* Action requise 1
Relevez tous les médicaments désignés par leur nom dans l'extrait sur le traitement de l'envenimation scorpionique.
* Action requise 2
D'après l'extrait sur le traitement de l'envenimation scorpionique, dans quelle proportion des cas le Primperan a-t-il servi d'antiémétique ?
* Action requise 3
Poursuivez l'extrait sur le traitement de l'envenimation scorpionique après sa dernière phrase.

* Texte extrait
== == ==
Elatrous et ses collaborateurs (1999) ont montré que la
dobutamine a permis une augmentation significative du débit cardiaque,
de l'index systolique, et des paramètres d'oxygénation
tissulaire, tout en permettant une baisse substantielle de la pression de
remplissage du ventricule gauche, en même temps qu'une baisse de
l'admission veineuse.
Certains auteurs (Bawaskar et Bawaskar, 1991 ; Udayakumar et
al., 2006 ; Suman et al., 2008) considèrent la prazosine comme
l'antidote spécifique du venin du scorpion Mes obuthus tamulus
(le plus répandu en Inde). Ils ont montré que le traitement par
prazosine était en mesure de réduire significativement la
mortalité et d'améliorer plus fréquemment les
manifestations cardiovasculaires de l'envenimation.
Les antalgiques (Doliprane) ont été
utilisés dans 42,9% des cas pour la lutte contre l'hyperthermie. En cas
de vomissements importants, les antiémétiques utilisés
sont Coloprame (45,2% des cas) et Primperan (24,3% des cas).
== == ==
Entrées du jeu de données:
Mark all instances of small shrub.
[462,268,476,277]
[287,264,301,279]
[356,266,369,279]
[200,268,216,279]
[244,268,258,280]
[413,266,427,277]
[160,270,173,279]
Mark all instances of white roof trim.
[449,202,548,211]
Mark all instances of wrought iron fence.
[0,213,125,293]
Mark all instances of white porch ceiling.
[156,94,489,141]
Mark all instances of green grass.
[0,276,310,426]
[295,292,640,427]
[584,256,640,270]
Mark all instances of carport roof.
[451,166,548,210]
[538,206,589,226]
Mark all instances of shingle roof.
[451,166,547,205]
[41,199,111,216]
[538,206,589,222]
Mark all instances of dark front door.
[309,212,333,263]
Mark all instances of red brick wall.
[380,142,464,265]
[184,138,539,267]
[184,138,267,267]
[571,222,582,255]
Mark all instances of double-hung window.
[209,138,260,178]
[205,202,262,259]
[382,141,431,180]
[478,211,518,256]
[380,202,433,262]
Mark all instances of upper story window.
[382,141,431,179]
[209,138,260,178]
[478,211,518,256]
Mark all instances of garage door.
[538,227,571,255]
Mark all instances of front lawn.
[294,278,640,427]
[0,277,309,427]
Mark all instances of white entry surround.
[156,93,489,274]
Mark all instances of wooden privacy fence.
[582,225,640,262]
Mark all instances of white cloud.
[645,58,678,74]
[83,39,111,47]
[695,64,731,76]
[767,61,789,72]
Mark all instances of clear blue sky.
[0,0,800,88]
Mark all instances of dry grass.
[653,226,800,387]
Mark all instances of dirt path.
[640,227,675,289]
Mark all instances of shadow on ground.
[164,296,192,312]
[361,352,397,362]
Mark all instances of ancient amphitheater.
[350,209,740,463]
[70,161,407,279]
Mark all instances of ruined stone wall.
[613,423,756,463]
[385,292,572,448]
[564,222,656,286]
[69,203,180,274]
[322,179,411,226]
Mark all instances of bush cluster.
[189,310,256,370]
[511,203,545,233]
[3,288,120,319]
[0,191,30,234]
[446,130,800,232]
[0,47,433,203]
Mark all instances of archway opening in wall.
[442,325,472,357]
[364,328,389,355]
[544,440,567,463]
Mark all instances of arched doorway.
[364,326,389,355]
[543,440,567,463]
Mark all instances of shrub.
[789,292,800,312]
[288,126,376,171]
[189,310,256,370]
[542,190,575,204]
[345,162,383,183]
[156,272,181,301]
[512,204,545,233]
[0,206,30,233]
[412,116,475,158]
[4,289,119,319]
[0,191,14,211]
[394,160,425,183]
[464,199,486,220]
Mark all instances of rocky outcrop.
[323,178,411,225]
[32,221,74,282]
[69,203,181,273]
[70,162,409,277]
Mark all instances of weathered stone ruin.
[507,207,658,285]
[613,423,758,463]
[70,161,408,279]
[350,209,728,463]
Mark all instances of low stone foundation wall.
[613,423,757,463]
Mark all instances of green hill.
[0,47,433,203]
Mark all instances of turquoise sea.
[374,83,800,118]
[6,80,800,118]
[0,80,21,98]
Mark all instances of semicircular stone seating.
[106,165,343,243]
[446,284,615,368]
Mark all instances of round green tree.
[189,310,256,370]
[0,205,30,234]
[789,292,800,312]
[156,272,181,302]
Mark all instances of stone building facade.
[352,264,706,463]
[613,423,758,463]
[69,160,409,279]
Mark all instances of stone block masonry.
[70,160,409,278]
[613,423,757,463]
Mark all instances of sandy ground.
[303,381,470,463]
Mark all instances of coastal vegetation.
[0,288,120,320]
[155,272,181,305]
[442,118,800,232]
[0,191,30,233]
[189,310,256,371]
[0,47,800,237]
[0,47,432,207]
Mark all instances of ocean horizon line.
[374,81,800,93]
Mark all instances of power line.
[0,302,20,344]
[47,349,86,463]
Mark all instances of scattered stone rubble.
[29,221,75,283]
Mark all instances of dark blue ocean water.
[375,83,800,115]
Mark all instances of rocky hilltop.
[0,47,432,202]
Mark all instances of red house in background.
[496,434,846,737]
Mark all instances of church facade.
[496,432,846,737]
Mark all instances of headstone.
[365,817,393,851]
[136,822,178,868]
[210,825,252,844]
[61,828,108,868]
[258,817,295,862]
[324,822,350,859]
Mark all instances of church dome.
== == ==
* Réponse attendue 1
dobutamine, prazosine, Doliprane, Coloprame, Primperan

* Réponse attendue 2
Dans 24,3% des cas.

* Réponse attendue 3
L'hypertension artérielle, généralement
moins fréquente et passagère, est traitée, si elle
persiste, par les antihypertenseurs type loxen (0,6% des cas), alors que les
antispasmodiques de type Atropine ont été administrés
à 1,7% des cas pour traiter les douleurs abdominales.
L'oxygénothérapie a été utilisée (21,5% des
cas) en réponse à des troubles respiratoires, elle permet
d'assurer une bonne oxygénation cérébrale.
La sérothérapie est controversée et a
montré, dans certaines circonstances, son inefficacité (Abroug et
al., 1999). Cela peut être dû à un titre de neutralisation
insuffisant ou une utilisation inadéquate du sérum (Possani,
2000). De plus, une étude a montré que la
sérothérapie augmentait significativement le risque de
décès et de détresse vitale (RR = 1,95 et IC 95 % :
1,37-2,79) (Soulaymani et al., 2002). Néanmoins, d'autres pays comme le
Mexique (Osnaya et al., 2001), l'Iran (Pipelzadeh et al., 2007) et l'Argentine
(Adolfo et al., 2003) ont utilisé la sérothérapie comme
traitement de base de l'envenimation scorpionique.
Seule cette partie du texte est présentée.